Saved data entries:
*** Begin section ***
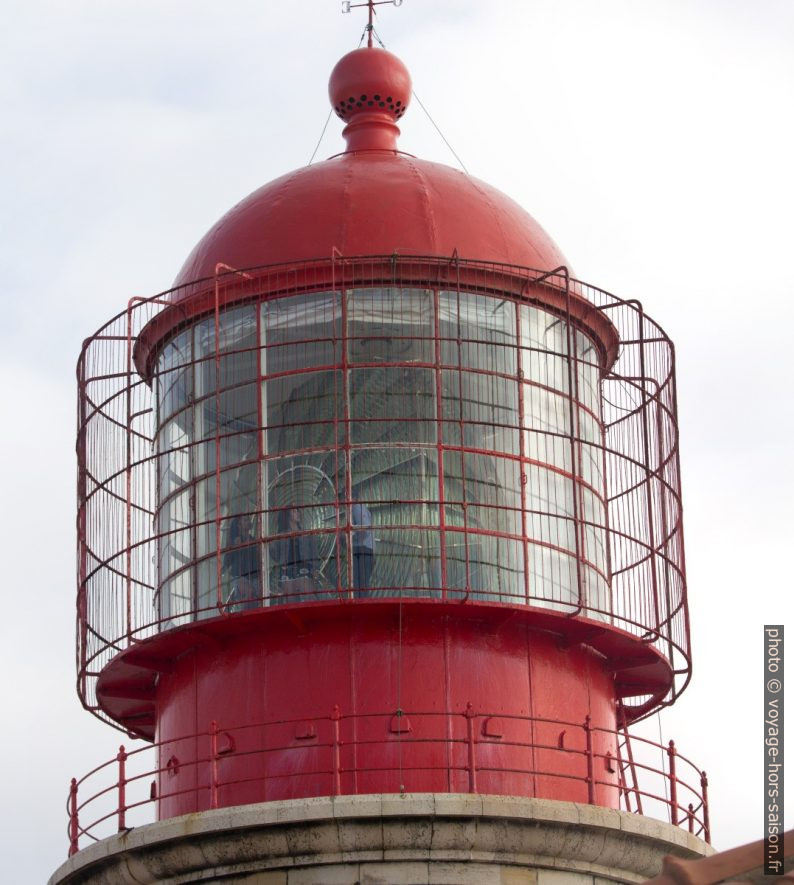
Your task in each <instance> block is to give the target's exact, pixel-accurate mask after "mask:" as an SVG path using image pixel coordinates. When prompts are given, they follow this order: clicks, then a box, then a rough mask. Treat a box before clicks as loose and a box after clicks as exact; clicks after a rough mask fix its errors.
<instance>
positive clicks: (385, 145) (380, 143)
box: [328, 47, 411, 151]
mask: <svg viewBox="0 0 794 885" xmlns="http://www.w3.org/2000/svg"><path fill="white" fill-rule="evenodd" d="M328 95H329V97H330V99H331V104H332V105H333V108H334V110H335V111H336V114H337V116H338V117H341V119H343V120H344V121H345V122H346V123H347V126H346V127H345V129H344V131H343V133H342V134H343V135H344V137H345V139H346V140H347V150H348V151H367V150H387V151H394V150H397V137H398V136H399V134H400V130H399V129H398V128H397V125H396V121H397V120H399V119H400V117H402V115H403V114H404V113H405V109H406V108H407V107H408V104H409V102H410V100H411V75H410V74H409V73H408V69H407V68H406V67H405V65H404V64H403V63H402V62H401V61H400V59H399V58H397V56H396V55H392V54H391V52H387V51H386V50H385V49H374V48H370V47H365V48H364V49H356V50H354V51H353V52H349V53H348V54H347V55H345V56H344V57H343V58H341V59H340V60H339V61H338V62H337V63H336V67H335V68H334V69H333V71H332V72H331V79H330V80H329V83H328Z"/></svg>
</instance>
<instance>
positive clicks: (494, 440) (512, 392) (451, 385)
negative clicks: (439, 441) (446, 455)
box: [441, 369, 519, 455]
mask: <svg viewBox="0 0 794 885" xmlns="http://www.w3.org/2000/svg"><path fill="white" fill-rule="evenodd" d="M441 377H442V398H443V399H442V409H443V417H444V419H445V423H444V428H443V432H444V442H445V444H446V445H464V446H466V447H468V448H473V449H487V450H490V451H496V452H506V453H509V454H513V455H517V454H518V425H519V420H518V384H517V382H516V381H515V380H514V379H512V378H503V377H501V376H499V375H481V374H478V373H475V372H456V371H451V370H448V369H445V370H443V372H442V374H441ZM461 429H462V431H463V436H462V438H461Z"/></svg>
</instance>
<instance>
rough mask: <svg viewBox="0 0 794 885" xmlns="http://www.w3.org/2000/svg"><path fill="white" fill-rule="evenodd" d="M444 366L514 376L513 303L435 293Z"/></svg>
mask: <svg viewBox="0 0 794 885" xmlns="http://www.w3.org/2000/svg"><path fill="white" fill-rule="evenodd" d="M438 310H439V314H438V315H439V330H440V334H441V339H442V340H441V361H442V363H443V364H444V365H448V366H449V365H451V366H463V367H464V368H471V369H487V370H489V371H492V372H502V373H505V374H508V375H515V373H516V349H515V345H516V331H515V311H516V308H515V303H514V302H512V301H508V300H505V299H501V298H489V297H488V296H485V295H473V294H468V293H464V292H460V293H457V292H440V293H439V307H438Z"/></svg>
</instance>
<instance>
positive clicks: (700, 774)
mask: <svg viewBox="0 0 794 885" xmlns="http://www.w3.org/2000/svg"><path fill="white" fill-rule="evenodd" d="M397 716H399V717H400V725H399V726H398V727H396V728H395V726H394V720H395V717H397ZM431 717H432V718H431ZM439 717H443V718H444V720H445V722H444V727H443V729H442V730H441V734H442V735H443V736H438V733H434V732H432V730H431V728H430V726H426V725H425V724H426V723H432V722H434V721H435V722H437V721H438V719H439ZM494 717H496V718H498V719H500V720H512V721H514V722H518V723H525V724H527V725H529V726H531V727H530V728H528V729H527V730H526V731H527V734H528V735H529V736H530V738H529V740H518V739H515V738H512V739H509V740H505V739H504V738H503V736H502V735H500V734H495V733H493V731H492V730H491V727H490V724H489V721H490V720H492V719H493V718H494ZM315 718H316V720H317V722H318V723H328V725H329V727H330V728H329V733H330V735H331V737H330V738H328V739H326V740H321V739H320V738H319V737H318V733H319V731H320V730H319V729H318V730H317V731H315V730H313V729H312V730H309V731H301V730H300V729H297V728H296V729H295V731H294V734H295V737H294V738H293V739H292V740H291V741H290V742H284V741H282V742H280V743H279V744H278V745H276V746H267V747H266V746H264V745H263V744H262V743H261V741H260V742H259V743H257V742H256V740H255V736H256V735H263V734H265V733H267V731H268V729H269V728H272V727H274V726H298V725H301V724H303V723H304V722H305V720H303V719H280V720H272V721H267V722H256V723H249V724H246V725H243V726H239V727H227V726H225V725H224V726H222V725H220V724H219V723H217V722H216V721H214V720H213V721H212V722H210V723H208V727H207V729H206V730H204V731H200V732H197V733H195V734H189V735H188V734H186V735H182V736H180V737H177V738H172V739H170V740H168V741H162V742H159V743H156V744H153V745H150V744H147V745H145V746H143V747H139V748H138V749H135V750H127V749H125V747H123V746H122V747H120V748H119V752H118V753H117V755H116V756H115V758H114V759H111V760H109V761H108V762H106V763H103V764H101V765H99V766H97V767H95V768H94V769H93V770H92V771H90V772H89V773H88V774H86V775H85V776H83V777H82V778H80V779H73V780H72V781H71V784H70V788H69V796H68V800H67V811H68V817H69V823H68V835H69V855H70V856H71V855H72V854H74V853H76V852H77V851H78V850H79V848H80V842H81V839H82V840H83V842H85V840H91V841H97V840H99V839H101V838H104V837H106V836H108V835H111V834H112V831H113V827H114V824H115V829H116V830H117V831H123V830H125V829H126V828H127V827H128V826H129V825H130V822H131V820H132V818H134V819H135V825H141V824H145V823H149V822H151V821H152V820H154V818H155V813H156V811H157V809H158V808H159V807H160V805H159V804H160V803H163V802H164V801H167V800H174V799H176V798H178V797H180V796H185V795H187V794H191V793H192V794H193V795H194V797H196V804H197V807H198V809H199V810H201V809H209V808H217V807H219V806H221V805H222V804H223V803H222V802H221V801H220V798H219V797H220V791H221V789H222V788H223V787H224V786H231V785H232V784H234V785H236V786H239V785H240V784H242V783H260V784H261V785H262V786H263V787H264V789H265V792H267V784H268V783H270V784H271V785H272V784H276V783H283V782H284V781H285V780H286V779H288V778H291V777H295V776H303V777H305V776H316V777H318V778H320V777H321V778H323V779H325V782H326V784H327V788H326V790H325V791H322V792H319V793H318V795H325V796H336V795H340V794H341V793H342V792H343V790H342V785H341V784H342V775H343V774H346V773H350V772H351V771H357V772H367V771H369V772H372V771H378V772H381V773H383V772H386V773H388V772H393V773H394V774H395V776H396V775H397V771H396V770H395V769H393V767H390V766H389V765H388V764H383V765H382V767H377V766H364V765H359V766H357V767H355V768H353V769H351V768H348V769H346V768H344V766H343V765H342V760H341V754H340V748H341V747H342V746H345V747H348V748H350V747H365V746H368V745H369V746H372V745H374V744H375V743H379V744H383V745H386V744H387V743H389V742H391V741H394V742H395V743H396V742H400V743H402V745H403V750H404V751H405V752H407V751H408V750H409V749H417V748H419V749H421V746H420V745H436V746H438V745H441V746H444V747H446V748H447V749H448V750H449V753H448V754H443V757H444V758H446V759H447V760H448V761H447V763H446V765H440V764H436V765H435V766H433V765H432V764H430V765H426V764H425V762H424V761H423V768H424V771H434V770H438V771H446V772H449V773H458V774H459V775H460V777H461V779H462V782H463V783H465V784H467V786H468V792H470V793H478V792H480V791H481V785H482V783H483V780H482V778H483V775H487V774H499V773H510V774H515V773H518V774H527V775H533V776H538V777H540V776H542V777H546V778H554V779H557V781H559V782H560V783H570V782H574V783H575V782H579V783H581V784H582V789H583V793H582V796H583V801H587V802H588V803H589V804H599V802H598V793H599V790H601V793H602V796H603V789H604V788H608V789H614V796H615V798H616V801H617V802H618V803H619V804H621V805H622V806H623V810H626V811H632V809H631V808H630V807H628V805H629V804H630V802H629V798H630V797H632V798H633V799H634V805H635V807H636V806H638V805H639V806H640V807H642V802H644V803H645V809H646V813H647V814H648V816H652V817H654V816H655V817H660V816H661V817H663V818H664V819H666V820H667V821H668V822H669V823H672V824H673V825H679V826H682V827H685V828H686V829H687V830H688V831H689V832H690V833H692V834H694V835H697V836H700V837H701V838H703V839H704V840H705V841H706V842H709V841H710V839H711V834H710V831H709V812H708V796H707V791H706V786H707V781H706V775H705V772H702V771H700V770H699V769H698V768H697V767H696V766H695V765H694V764H693V763H692V762H690V761H689V760H688V759H687V758H686V757H685V756H682V755H678V754H677V753H676V752H675V750H674V745H673V743H672V742H670V744H668V745H666V746H665V745H662V744H657V743H655V742H653V741H650V740H648V739H645V738H640V739H639V742H638V745H637V747H635V748H634V752H633V754H632V757H633V760H634V761H633V762H631V763H629V762H627V761H626V760H625V759H624V760H621V759H620V758H619V757H617V756H615V755H614V754H613V752H612V751H611V750H606V751H605V752H602V751H600V750H598V749H597V747H598V746H599V744H600V745H602V746H603V744H604V743H605V741H604V737H608V738H609V742H610V743H611V742H612V741H617V740H618V739H621V740H623V741H626V740H628V739H629V737H628V734H627V733H626V732H621V733H620V734H619V733H618V732H617V731H612V730H611V729H605V728H600V727H597V726H594V725H593V724H592V722H591V720H590V717H589V716H588V717H586V719H585V721H584V722H579V723H575V722H567V721H564V720H553V719H547V718H542V717H534V716H513V715H503V714H500V713H493V712H477V711H475V710H474V709H473V707H472V705H471V704H467V705H466V707H465V709H463V710H460V711H446V712H439V711H406V710H398V711H394V710H388V711H384V712H382V713H368V714H357V715H356V714H350V715H346V714H343V713H342V712H341V711H340V708H339V706H338V705H334V706H333V707H332V709H331V710H330V711H329V713H328V715H327V716H324V717H315ZM363 720H367V721H368V722H369V723H370V724H372V723H379V724H381V725H382V737H381V738H380V739H379V740H378V741H373V740H371V739H369V740H365V739H360V738H358V737H357V736H356V734H357V729H356V724H357V723H361V722H362V721H363ZM461 720H463V723H464V725H463V729H461V728H460V727H459V728H458V729H457V733H458V734H460V735H462V736H460V737H452V736H451V735H454V734H455V732H456V730H455V729H454V728H453V727H452V725H453V722H454V721H457V722H458V723H460V722H461ZM409 721H410V723H411V725H410V726H409V725H407V723H408V722H409ZM403 723H405V724H403ZM538 725H547V726H548V725H554V726H555V727H560V728H562V729H563V730H562V731H561V732H560V738H559V739H558V741H556V742H555V743H548V742H545V741H542V740H538V739H537V738H535V735H536V734H537V729H536V726H538ZM423 726H424V727H423ZM555 730H556V728H555ZM577 731H578V732H579V733H581V735H582V740H581V741H580V742H579V743H580V744H581V746H579V747H577V746H574V745H573V744H575V743H576V742H575V741H570V740H569V739H568V737H565V738H564V737H563V736H564V735H567V736H571V735H574V734H576V732H577ZM597 736H598V737H599V738H600V740H596V737H597ZM188 739H190V740H195V741H196V744H195V746H197V747H200V746H201V745H202V744H200V743H198V741H202V742H203V745H204V746H206V747H207V748H208V749H207V750H206V751H203V752H202V751H201V750H197V751H196V758H194V759H189V760H180V759H177V758H176V756H175V755H173V754H172V755H170V756H169V758H168V759H167V761H166V762H163V761H162V756H164V755H166V754H167V753H169V752H170V751H171V749H172V748H173V747H174V746H176V745H178V744H179V743H180V742H181V741H185V740H188ZM309 741H310V742H311V746H312V747H313V748H315V749H316V750H318V751H322V753H321V755H322V754H324V758H325V762H321V761H315V763H314V764H313V765H312V764H309V766H308V767H307V768H301V769H300V771H299V772H298V774H297V775H296V774H295V773H285V766H284V765H283V762H284V759H285V758H289V756H290V755H291V754H294V758H295V759H298V760H300V764H301V765H305V764H306V763H305V759H306V756H305V750H306V746H307V743H308V742H309ZM615 745H616V744H613V746H615ZM455 746H457V747H459V748H460V751H459V752H458V754H455V753H454V752H453V748H454V747H455ZM238 747H245V749H244V750H238ZM484 747H488V748H489V750H488V752H487V753H484V752H483V748H484ZM498 747H504V748H506V752H505V753H504V754H502V757H501V759H500V757H499V754H498V753H495V752H494V748H498ZM643 747H645V748H650V749H651V750H652V751H653V752H654V753H658V754H659V757H660V758H661V757H667V758H668V759H669V764H668V765H666V766H665V765H664V763H662V765H661V766H660V767H658V768H657V767H655V766H654V765H653V764H650V763H648V762H640V761H637V754H638V751H641V750H642V748H643ZM161 750H165V752H163V753H161ZM538 750H543V751H548V752H547V753H545V754H544V755H543V757H542V758H543V759H545V760H546V762H545V763H540V764H539V763H538V761H537V759H538V758H539V754H536V753H535V751H538ZM515 751H519V753H520V751H524V752H523V754H522V755H517V753H516V752H515ZM271 757H274V758H277V759H278V760H279V762H280V763H282V764H281V765H278V766H276V765H273V766H268V765H266V766H265V768H266V769H267V768H268V767H269V768H270V771H269V772H268V771H267V770H266V773H265V774H264V776H263V775H262V774H261V766H258V765H256V764H254V763H255V762H256V761H258V760H261V759H265V760H268V759H270V758H271ZM152 758H154V760H155V762H154V764H152V763H151V762H150V761H149V760H151V759H152ZM224 758H236V759H238V760H241V764H242V769H243V770H242V774H241V770H240V769H241V765H238V766H236V768H235V771H234V774H233V776H232V775H229V776H226V775H225V774H224V770H225V769H224V765H223V764H222V759H224ZM312 758H313V759H315V760H318V759H319V758H320V755H318V754H313V755H312ZM427 758H429V757H427ZM438 758H440V757H438ZM455 759H457V760H458V761H457V762H455V761H452V760H455ZM156 760H160V761H159V762H158V761H156ZM558 760H559V762H558ZM571 760H573V762H574V763H576V766H575V768H574V769H573V770H572V767H571ZM425 761H426V760H425ZM674 762H675V763H676V764H674ZM114 763H115V764H114ZM615 765H618V766H620V768H619V769H616V768H615ZM522 766H523V767H522ZM629 766H631V767H632V769H633V772H632V777H631V779H628V778H626V777H624V776H622V775H623V774H624V772H626V770H627V768H628V767H629ZM181 769H187V770H188V771H191V769H192V772H191V773H192V775H193V776H192V777H190V778H188V780H190V781H191V786H189V787H182V788H176V787H168V783H169V781H171V780H172V775H174V774H176V773H178V772H179V771H180V770H181ZM286 770H287V771H289V772H294V769H293V768H291V767H290V766H286ZM601 771H603V772H604V774H600V773H599V772H601ZM397 780H399V778H397ZM627 784H631V785H632V786H626V785H627ZM478 785H480V786H479V787H478ZM401 787H402V785H401V784H397V783H396V782H395V792H399V791H400V788H401ZM585 796H586V800H584V797H585ZM547 798H551V797H549V796H547ZM637 799H640V800H641V801H640V802H639V803H638V802H637ZM601 804H604V803H603V799H602V803H601ZM144 811H145V812H147V814H148V818H144V816H143V815H142V813H141V812H144ZM87 818H89V819H88V820H87Z"/></svg>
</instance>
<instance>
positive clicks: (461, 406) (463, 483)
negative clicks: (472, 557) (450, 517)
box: [452, 249, 471, 602]
mask: <svg viewBox="0 0 794 885" xmlns="http://www.w3.org/2000/svg"><path fill="white" fill-rule="evenodd" d="M452 257H453V260H454V262H455V308H456V316H455V322H456V325H457V331H458V334H457V338H456V340H457V344H458V433H459V434H460V451H459V452H458V453H457V454H458V455H460V497H461V502H460V509H461V514H462V516H463V556H464V564H465V574H466V592H465V594H464V596H463V601H464V602H466V601H467V600H468V598H469V594H470V593H471V564H470V562H469V514H468V510H467V502H466V455H465V452H464V449H465V447H466V425H465V422H464V420H463V357H462V353H461V350H462V348H463V341H462V339H461V336H460V258H459V257H458V252H457V249H456V250H455V252H454V254H453V256H452Z"/></svg>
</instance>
*** End section ***
▸ The problem:
From the data above, report how many lines include the string "rough". The number alone will do.

▸ Task result:
2